POLECENIE A: Przepisz fragment tekstu o proteście w Radomiu, zaczynając od „Zdaniem dra Konrada” i kończąc na „pokutuje do dzisiaj.”, zamieniając w nim „historyk” na „badacz”.
^^^^^^^^^^^^^^^^
Kartka z kalendarza: Radom 1976
data:24 czerwca 2018     Redaktor: ArekN

 
Po proteście robotniczym w czerwcu 1976 r. przez lata mówiło się o Radomiu, jako o mieście „warchołów”. Zdaniem historyków ta propagandowa narracja władz PRL przylgnęła do Radomia na trwałe. Dlatego - jak podkreślają – należy nieustannie przedstawiać prawdziwy aspekt Czerwca’76.

 

Zdaniem dra Konrada Słowińskiego z Katolickiego Uniwersytetu Lubelskiego, komunistyczne władze od początku próbowały przeinaczyć sens protestu z 25 czerwca 1976 r., którego 40. rocznica mija w tym roku.

- Ta łatka "warchołów", którą przypięto radomskim robotnikom, miała na celu przede wszystkim umniejszenie znaczenia protestu, a także wymazanie go z pamięci społecznej obywateli – uważa historyk. Według niego takie myślenie o Radomiu w pewnym sensie pokutuje do dzisiaj.
^^^^^^^^^^^^^^^^
POLECENIE B: Ułóż w listę numerowaną wiersze rekordów, zaczynając od wiersza zawierającego „Annotation guideline: every instance of the high-rise” i kończąc na ostatnim wierszu rekordów. Pomiń puste wiersze i nie uwzględniaj żadnych innych.

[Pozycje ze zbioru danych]
^^^^^^^^^^^^^^^^
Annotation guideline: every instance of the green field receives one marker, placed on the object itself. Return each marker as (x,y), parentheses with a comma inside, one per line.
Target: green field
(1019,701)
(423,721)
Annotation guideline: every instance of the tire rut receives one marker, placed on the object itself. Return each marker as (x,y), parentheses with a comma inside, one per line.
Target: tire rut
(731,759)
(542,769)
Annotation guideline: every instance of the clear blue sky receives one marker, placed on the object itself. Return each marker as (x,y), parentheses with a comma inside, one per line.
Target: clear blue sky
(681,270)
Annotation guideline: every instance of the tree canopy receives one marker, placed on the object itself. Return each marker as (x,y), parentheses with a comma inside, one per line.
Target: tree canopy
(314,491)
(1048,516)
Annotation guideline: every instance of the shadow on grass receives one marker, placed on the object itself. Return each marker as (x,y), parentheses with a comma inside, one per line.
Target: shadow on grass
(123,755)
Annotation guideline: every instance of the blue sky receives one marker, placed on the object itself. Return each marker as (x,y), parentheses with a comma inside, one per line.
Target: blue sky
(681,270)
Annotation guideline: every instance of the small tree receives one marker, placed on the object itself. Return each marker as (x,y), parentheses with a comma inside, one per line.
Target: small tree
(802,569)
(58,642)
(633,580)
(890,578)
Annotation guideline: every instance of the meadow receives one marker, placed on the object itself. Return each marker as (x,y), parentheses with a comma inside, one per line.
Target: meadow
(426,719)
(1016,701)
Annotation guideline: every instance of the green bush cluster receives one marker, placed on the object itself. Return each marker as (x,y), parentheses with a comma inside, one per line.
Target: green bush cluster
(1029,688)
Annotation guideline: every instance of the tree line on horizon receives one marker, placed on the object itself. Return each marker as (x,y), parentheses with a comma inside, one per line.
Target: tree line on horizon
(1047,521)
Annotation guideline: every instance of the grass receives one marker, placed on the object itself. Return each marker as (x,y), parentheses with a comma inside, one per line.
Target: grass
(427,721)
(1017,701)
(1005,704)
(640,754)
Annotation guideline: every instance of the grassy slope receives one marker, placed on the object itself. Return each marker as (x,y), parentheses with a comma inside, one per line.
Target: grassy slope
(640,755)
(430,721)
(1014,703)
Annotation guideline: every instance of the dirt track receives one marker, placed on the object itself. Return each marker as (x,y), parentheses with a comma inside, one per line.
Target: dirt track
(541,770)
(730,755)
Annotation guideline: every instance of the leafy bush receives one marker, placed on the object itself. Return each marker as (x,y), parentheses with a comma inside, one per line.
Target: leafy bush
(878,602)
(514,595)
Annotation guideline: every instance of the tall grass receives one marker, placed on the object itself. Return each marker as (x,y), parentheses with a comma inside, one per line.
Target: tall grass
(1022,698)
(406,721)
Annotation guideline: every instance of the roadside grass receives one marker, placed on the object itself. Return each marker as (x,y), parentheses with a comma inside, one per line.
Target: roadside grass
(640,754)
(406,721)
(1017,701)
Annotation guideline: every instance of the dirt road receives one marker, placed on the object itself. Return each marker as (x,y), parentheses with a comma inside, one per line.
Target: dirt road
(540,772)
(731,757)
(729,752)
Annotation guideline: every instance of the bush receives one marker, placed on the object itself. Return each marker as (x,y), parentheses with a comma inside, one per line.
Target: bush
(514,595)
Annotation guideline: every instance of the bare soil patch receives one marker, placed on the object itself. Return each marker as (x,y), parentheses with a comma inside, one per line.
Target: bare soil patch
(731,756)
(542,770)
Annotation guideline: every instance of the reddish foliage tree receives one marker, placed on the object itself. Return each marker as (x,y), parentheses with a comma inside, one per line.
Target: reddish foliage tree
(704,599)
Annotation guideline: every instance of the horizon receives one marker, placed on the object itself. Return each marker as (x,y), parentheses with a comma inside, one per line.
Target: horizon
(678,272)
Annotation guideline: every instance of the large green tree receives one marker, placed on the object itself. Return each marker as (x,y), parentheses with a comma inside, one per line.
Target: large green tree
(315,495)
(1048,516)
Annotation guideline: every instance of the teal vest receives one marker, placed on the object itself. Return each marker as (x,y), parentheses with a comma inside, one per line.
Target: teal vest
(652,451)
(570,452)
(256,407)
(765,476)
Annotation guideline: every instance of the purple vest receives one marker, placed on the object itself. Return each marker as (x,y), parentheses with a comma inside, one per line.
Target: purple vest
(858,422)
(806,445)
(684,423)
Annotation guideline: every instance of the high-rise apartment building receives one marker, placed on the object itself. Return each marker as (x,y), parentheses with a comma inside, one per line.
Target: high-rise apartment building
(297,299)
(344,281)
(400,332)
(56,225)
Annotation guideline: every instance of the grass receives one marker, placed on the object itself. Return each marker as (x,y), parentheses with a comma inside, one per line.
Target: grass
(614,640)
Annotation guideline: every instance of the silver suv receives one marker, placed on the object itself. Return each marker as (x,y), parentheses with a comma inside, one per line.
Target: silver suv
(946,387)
^^^^^^^^^^^^^^^^
ODPOWIEDŹ A:
Zdaniem dra Konrada Słowińskiego z Katolickiego Uniwersytetu Lubelskiego, komunistyczne władze od początku próbowały przeinaczyć sens protestu z 25 czerwca 1976 r., którego 40. rocznica mija w tym roku.

- Ta łatka "warchołów", którą przypięto radomskim robotnikom, miała na celu przede wszystkim umniejszenie znaczenia protestu, a także wymazanie go z pamięci społecznej obywateli – uważa badacz. Według niego takie myślenie o Radomiu w pewnym sensie pokutuje do dzisiaj.

ODPOWIEDŹ B:
1. Annotation guideline: every instance of the high-rise apartment building receives one marker, placed on the object itself. Return each marker as (x,y), parentheses with a comma inside, one per line.
2. Target: high-rise apartment building
3. (297,299)
4. (344,281)
5. (400,332)
6. (56,225)
7. Annotation guideline: every instance of the grass receives one marker, placed on the object itself. Return each marker as (x,y), parentheses with a comma inside, one per line.
8. Target: grass
9. (614,640)
10. Annotation guideline: every instance of the silver suv receives one marker, placed on the object itself. Return each marker as (x,y), parentheses with a comma inside, one per line.
11. Target: silver suv
12. (946,387)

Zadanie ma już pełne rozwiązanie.